WRITTEN TASK ▸ Rewrite each line of the data below as an item in a numbered list, leaving out any blank lines.

Data from a dataset ▸
□ □ □ □ □ □ □
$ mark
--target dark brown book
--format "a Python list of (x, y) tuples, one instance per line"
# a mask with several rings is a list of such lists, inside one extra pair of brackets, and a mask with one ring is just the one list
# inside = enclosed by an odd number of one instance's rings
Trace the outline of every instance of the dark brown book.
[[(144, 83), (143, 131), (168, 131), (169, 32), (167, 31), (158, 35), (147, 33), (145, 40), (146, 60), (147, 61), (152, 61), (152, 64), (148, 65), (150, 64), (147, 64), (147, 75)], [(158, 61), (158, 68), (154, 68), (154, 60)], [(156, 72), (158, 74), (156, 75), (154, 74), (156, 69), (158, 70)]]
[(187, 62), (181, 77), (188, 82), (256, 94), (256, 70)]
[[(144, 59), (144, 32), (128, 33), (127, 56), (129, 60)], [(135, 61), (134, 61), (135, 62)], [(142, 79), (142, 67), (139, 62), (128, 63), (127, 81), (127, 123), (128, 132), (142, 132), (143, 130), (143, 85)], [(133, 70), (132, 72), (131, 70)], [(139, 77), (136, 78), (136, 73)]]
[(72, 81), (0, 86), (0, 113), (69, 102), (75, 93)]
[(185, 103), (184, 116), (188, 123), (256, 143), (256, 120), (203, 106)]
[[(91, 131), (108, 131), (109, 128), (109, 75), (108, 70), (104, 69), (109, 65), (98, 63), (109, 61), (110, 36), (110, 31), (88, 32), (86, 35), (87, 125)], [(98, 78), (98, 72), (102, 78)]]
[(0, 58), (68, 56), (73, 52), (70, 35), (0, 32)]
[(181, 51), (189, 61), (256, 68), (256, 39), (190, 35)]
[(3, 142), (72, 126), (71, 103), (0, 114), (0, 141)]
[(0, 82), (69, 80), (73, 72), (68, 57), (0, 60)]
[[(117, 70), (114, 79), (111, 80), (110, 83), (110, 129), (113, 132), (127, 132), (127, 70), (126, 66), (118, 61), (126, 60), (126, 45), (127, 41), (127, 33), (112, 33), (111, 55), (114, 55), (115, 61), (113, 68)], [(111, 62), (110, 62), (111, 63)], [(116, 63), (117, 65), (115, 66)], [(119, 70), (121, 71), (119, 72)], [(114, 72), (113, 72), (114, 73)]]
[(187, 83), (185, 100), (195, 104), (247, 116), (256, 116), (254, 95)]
□ □ □ □ □ □ □
RESULT FOR THIS EXERCISE ▸
1. $ mark
2. --target dark brown book
3. --format "a Python list of (x, y) tuples, one instance per line"
4. # a mask with several rings is a list of such lists, inside one extra pair of brackets, and a mask with one ring is just the one list
5. # inside = enclosed by an odd number of one instance's rings
6. Trace the outline of every instance of the dark brown book.
7. [[(144, 83), (143, 131), (168, 131), (169, 32), (167, 31), (158, 35), (147, 33), (145, 40), (146, 60), (147, 61), (152, 61), (152, 64), (148, 65), (150, 64), (147, 64), (147, 75)], [(158, 61), (158, 68), (154, 68), (154, 60)], [(156, 72), (158, 74), (156, 75), (154, 74), (156, 69), (158, 70)]]
8. [(187, 62), (181, 77), (188, 82), (256, 94), (256, 70)]
9. [[(144, 59), (144, 32), (128, 33), (127, 56), (129, 60)], [(135, 61), (134, 61), (135, 62)], [(142, 79), (142, 67), (139, 62), (128, 63), (127, 81), (127, 123), (128, 132), (142, 132), (143, 130), (143, 85)], [(133, 70), (132, 72), (131, 70)], [(139, 77), (136, 78), (136, 73)]]
10. [(72, 81), (0, 86), (0, 113), (69, 102), (75, 93)]
11. [(185, 103), (184, 116), (188, 123), (256, 143), (256, 120), (203, 106)]
12. [[(91, 131), (108, 131), (109, 128), (109, 75), (108, 70), (104, 69), (109, 65), (98, 63), (109, 61), (110, 36), (110, 31), (88, 32), (86, 35), (87, 125)], [(98, 78), (98, 72), (102, 78)]]
13. [(0, 58), (68, 56), (73, 52), (70, 35), (0, 32)]
14. [(181, 51), (189, 61), (256, 68), (256, 39), (190, 35)]
15. [(3, 142), (72, 126), (71, 103), (0, 114), (0, 141)]
16. [(0, 82), (69, 80), (73, 72), (68, 57), (0, 60)]
17. [[(117, 70), (114, 79), (111, 80), (110, 83), (110, 129), (113, 132), (127, 132), (127, 70), (126, 66), (118, 61), (126, 60), (126, 45), (127, 41), (127, 33), (112, 33), (111, 55), (114, 55), (115, 61), (113, 68)], [(111, 62), (110, 62), (111, 63)], [(116, 63), (117, 65), (115, 66)], [(119, 70), (121, 71), (119, 72)], [(114, 72), (113, 72), (114, 73)]]
18. [(187, 83), (185, 100), (195, 104), (247, 116), (256, 116), (254, 95)]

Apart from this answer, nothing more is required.